(What you should do): Nothing should be left out: write out the whole listing exactly.

(Records for processing):
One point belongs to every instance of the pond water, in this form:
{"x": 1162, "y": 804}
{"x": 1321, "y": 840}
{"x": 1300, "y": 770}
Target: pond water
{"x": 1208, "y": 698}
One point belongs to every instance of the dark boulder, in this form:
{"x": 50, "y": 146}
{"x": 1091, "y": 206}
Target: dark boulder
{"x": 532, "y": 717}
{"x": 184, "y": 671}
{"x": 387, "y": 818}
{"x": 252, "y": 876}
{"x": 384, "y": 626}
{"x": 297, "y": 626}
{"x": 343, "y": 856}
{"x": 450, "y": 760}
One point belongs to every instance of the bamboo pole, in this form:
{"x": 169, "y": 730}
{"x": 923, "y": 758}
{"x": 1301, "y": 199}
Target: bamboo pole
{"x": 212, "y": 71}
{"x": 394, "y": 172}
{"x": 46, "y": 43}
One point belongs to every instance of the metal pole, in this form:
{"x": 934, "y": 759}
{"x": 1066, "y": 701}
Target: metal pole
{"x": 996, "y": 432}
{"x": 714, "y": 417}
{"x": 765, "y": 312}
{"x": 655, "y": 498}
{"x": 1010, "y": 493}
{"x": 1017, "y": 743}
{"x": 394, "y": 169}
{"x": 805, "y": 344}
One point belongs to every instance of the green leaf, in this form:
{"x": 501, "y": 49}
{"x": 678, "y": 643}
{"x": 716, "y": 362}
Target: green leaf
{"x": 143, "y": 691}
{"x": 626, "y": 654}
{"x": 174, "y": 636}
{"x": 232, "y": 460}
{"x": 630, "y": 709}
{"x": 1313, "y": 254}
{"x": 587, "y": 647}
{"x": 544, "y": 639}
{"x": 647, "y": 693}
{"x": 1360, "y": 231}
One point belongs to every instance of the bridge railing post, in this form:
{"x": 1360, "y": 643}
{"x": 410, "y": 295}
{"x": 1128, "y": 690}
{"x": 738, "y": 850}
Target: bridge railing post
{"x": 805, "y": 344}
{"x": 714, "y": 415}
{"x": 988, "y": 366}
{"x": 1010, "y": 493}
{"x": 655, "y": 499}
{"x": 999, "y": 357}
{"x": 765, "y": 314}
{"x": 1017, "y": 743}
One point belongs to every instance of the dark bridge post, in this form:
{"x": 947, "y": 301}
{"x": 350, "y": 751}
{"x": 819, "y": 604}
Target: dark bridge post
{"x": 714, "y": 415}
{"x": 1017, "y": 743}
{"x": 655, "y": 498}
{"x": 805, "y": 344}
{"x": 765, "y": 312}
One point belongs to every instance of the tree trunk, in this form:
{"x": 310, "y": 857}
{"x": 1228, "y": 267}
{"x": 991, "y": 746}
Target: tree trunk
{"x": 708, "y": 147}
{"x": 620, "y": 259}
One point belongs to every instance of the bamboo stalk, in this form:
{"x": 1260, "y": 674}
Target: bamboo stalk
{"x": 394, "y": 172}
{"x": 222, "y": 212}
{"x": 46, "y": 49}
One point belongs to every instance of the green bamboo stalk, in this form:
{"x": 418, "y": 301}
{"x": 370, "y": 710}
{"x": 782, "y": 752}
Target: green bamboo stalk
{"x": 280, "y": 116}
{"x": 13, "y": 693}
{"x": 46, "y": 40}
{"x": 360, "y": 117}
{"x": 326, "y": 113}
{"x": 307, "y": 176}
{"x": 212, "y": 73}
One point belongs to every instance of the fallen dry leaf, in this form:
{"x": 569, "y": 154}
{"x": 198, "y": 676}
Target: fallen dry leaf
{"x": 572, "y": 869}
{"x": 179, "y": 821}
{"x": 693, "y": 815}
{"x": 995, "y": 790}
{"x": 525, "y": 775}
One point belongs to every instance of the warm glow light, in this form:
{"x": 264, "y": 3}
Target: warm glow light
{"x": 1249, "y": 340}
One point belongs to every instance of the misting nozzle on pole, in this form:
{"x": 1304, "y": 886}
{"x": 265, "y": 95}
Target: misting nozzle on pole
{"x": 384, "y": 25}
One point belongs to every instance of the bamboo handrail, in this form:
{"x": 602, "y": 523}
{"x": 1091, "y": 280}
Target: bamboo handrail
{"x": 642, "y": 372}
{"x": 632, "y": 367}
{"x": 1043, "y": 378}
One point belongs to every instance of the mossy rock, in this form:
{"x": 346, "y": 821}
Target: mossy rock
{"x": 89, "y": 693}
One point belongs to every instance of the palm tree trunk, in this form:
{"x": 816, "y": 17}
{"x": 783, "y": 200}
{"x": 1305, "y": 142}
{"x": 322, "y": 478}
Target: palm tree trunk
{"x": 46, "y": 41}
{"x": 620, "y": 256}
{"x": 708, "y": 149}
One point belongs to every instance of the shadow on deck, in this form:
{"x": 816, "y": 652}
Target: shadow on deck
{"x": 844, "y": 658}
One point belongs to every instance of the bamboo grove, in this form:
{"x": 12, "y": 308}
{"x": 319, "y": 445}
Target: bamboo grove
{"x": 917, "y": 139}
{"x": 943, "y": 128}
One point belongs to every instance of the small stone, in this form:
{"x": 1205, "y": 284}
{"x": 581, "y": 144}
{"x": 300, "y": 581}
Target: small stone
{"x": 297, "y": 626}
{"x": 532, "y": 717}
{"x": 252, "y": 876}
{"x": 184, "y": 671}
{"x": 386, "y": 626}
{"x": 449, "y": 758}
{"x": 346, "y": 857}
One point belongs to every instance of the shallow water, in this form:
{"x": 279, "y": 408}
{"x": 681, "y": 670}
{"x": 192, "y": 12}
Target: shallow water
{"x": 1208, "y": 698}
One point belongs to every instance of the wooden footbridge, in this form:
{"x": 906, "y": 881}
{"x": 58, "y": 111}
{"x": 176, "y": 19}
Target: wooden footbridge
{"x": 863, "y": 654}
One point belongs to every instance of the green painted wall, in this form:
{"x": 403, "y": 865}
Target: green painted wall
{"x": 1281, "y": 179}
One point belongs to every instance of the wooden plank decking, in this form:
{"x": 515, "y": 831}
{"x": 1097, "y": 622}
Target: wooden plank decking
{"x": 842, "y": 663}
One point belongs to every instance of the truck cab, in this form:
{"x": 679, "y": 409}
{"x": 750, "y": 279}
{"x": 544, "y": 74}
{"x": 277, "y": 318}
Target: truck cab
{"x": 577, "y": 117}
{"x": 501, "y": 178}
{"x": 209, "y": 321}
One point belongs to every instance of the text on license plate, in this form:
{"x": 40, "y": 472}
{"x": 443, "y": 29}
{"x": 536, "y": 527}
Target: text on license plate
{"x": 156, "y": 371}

(Written solution):
One point belongs to every instance of the pond water, in this form:
{"x": 1162, "y": 804}
{"x": 1321, "y": 840}
{"x": 1300, "y": 770}
Target: pond water
{"x": 1208, "y": 698}
One point belongs to every instance of the dark boulder, in this form:
{"x": 50, "y": 146}
{"x": 1091, "y": 206}
Target: dark boulder
{"x": 532, "y": 717}
{"x": 184, "y": 671}
{"x": 387, "y": 818}
{"x": 252, "y": 876}
{"x": 384, "y": 626}
{"x": 297, "y": 626}
{"x": 343, "y": 856}
{"x": 450, "y": 760}
One point belongs to every instance of the bamboo pole, in this form:
{"x": 169, "y": 730}
{"x": 923, "y": 758}
{"x": 1301, "y": 199}
Target: bamboo pole
{"x": 212, "y": 71}
{"x": 394, "y": 172}
{"x": 46, "y": 43}
One point belongs to every instance of the metal pole, in this form:
{"x": 934, "y": 759}
{"x": 1066, "y": 701}
Target: metal pole
{"x": 996, "y": 432}
{"x": 714, "y": 417}
{"x": 765, "y": 312}
{"x": 655, "y": 498}
{"x": 1010, "y": 493}
{"x": 1017, "y": 743}
{"x": 394, "y": 169}
{"x": 805, "y": 344}
One point belongs to every instance of the green leaf, in this form:
{"x": 501, "y": 49}
{"x": 678, "y": 643}
{"x": 716, "y": 362}
Target: green leaf
{"x": 143, "y": 691}
{"x": 626, "y": 654}
{"x": 174, "y": 636}
{"x": 232, "y": 460}
{"x": 630, "y": 709}
{"x": 1313, "y": 254}
{"x": 587, "y": 647}
{"x": 544, "y": 639}
{"x": 647, "y": 693}
{"x": 1360, "y": 231}
One point belongs to every instance of the bridge railing post, in this form:
{"x": 1360, "y": 643}
{"x": 410, "y": 295}
{"x": 1128, "y": 690}
{"x": 738, "y": 850}
Target: bridge railing post
{"x": 805, "y": 344}
{"x": 714, "y": 415}
{"x": 988, "y": 366}
{"x": 1010, "y": 493}
{"x": 655, "y": 499}
{"x": 999, "y": 357}
{"x": 765, "y": 314}
{"x": 1017, "y": 743}
One point belongs to every instance of the dark bridge post, in this form:
{"x": 947, "y": 301}
{"x": 350, "y": 751}
{"x": 819, "y": 604}
Target: dark bridge post
{"x": 714, "y": 415}
{"x": 1017, "y": 743}
{"x": 655, "y": 498}
{"x": 805, "y": 344}
{"x": 765, "y": 312}
One point belongs to every instance of the tree trunk, in this form:
{"x": 310, "y": 857}
{"x": 1228, "y": 267}
{"x": 991, "y": 746}
Target: tree trunk
{"x": 708, "y": 147}
{"x": 620, "y": 259}
One point belongs to every instance of the bamboo stalk, in this form:
{"x": 1260, "y": 674}
Target: bamboo stalk
{"x": 394, "y": 172}
{"x": 222, "y": 212}
{"x": 46, "y": 49}
One point belongs to every instance of the green bamboo stalk, in this form:
{"x": 418, "y": 301}
{"x": 370, "y": 710}
{"x": 782, "y": 752}
Target: green bamboo stalk
{"x": 280, "y": 116}
{"x": 13, "y": 693}
{"x": 46, "y": 40}
{"x": 360, "y": 117}
{"x": 326, "y": 113}
{"x": 307, "y": 176}
{"x": 212, "y": 73}
One point belongs to every instance of the fallen dry leaf, in this form:
{"x": 569, "y": 154}
{"x": 198, "y": 676}
Target: fallen dry leaf
{"x": 572, "y": 869}
{"x": 179, "y": 821}
{"x": 693, "y": 815}
{"x": 995, "y": 790}
{"x": 525, "y": 775}
One point belongs to every instance of the warm glow light, in this form:
{"x": 264, "y": 3}
Target: warm glow light
{"x": 1249, "y": 340}
One point belongs to every instance of the misting nozzle on pole, in this form:
{"x": 1304, "y": 886}
{"x": 265, "y": 95}
Target: misting nozzle on pole
{"x": 384, "y": 25}
One point belongs to every instance of the bamboo handrail, in this form:
{"x": 602, "y": 523}
{"x": 1091, "y": 280}
Target: bamboo handrail
{"x": 642, "y": 372}
{"x": 632, "y": 367}
{"x": 1043, "y": 378}
One point belongs to every instance of the mossy rock, in this form:
{"x": 346, "y": 821}
Target: mossy rock
{"x": 89, "y": 693}
One point belongs to every instance of the palm tree trunk, in this form:
{"x": 816, "y": 17}
{"x": 783, "y": 200}
{"x": 1305, "y": 142}
{"x": 322, "y": 478}
Target: palm tree trunk
{"x": 46, "y": 41}
{"x": 620, "y": 256}
{"x": 708, "y": 149}
One point belongs to every instance of the shadow on deck, in this form:
{"x": 816, "y": 652}
Target: shadow on deck
{"x": 844, "y": 658}
One point belongs to every instance of the bamboo grove, in this form:
{"x": 12, "y": 308}
{"x": 319, "y": 445}
Target: bamboo grove
{"x": 917, "y": 139}
{"x": 943, "y": 128}
One point belongs to every instance of the small stone, in this form:
{"x": 1205, "y": 284}
{"x": 581, "y": 144}
{"x": 300, "y": 581}
Target: small stone
{"x": 297, "y": 626}
{"x": 532, "y": 717}
{"x": 252, "y": 876}
{"x": 184, "y": 671}
{"x": 386, "y": 626}
{"x": 449, "y": 758}
{"x": 346, "y": 857}
One point belongs to every instance of the shallow water, in this form:
{"x": 279, "y": 408}
{"x": 681, "y": 670}
{"x": 192, "y": 12}
Target: shallow water
{"x": 1208, "y": 698}
One point belongs to every instance of the wooden footbridge, in this form:
{"x": 906, "y": 881}
{"x": 58, "y": 111}
{"x": 176, "y": 19}
Target: wooden footbridge
{"x": 863, "y": 654}
One point belongs to every instance of the green painted wall, in this form:
{"x": 403, "y": 865}
Target: green painted wall
{"x": 1281, "y": 179}
One point belongs to every instance of the wooden plank decking, in this form:
{"x": 515, "y": 831}
{"x": 1097, "y": 622}
Target: wooden plank decking
{"x": 842, "y": 663}
One point belongs to every instance of the truck cab, in this form:
{"x": 679, "y": 409}
{"x": 750, "y": 279}
{"x": 544, "y": 74}
{"x": 277, "y": 318}
Target: truck cab
{"x": 577, "y": 117}
{"x": 501, "y": 178}
{"x": 209, "y": 321}
One point belongs to every instance of the text on license plate, in this form:
{"x": 40, "y": 472}
{"x": 443, "y": 29}
{"x": 536, "y": 527}
Target: text on license plate
{"x": 156, "y": 371}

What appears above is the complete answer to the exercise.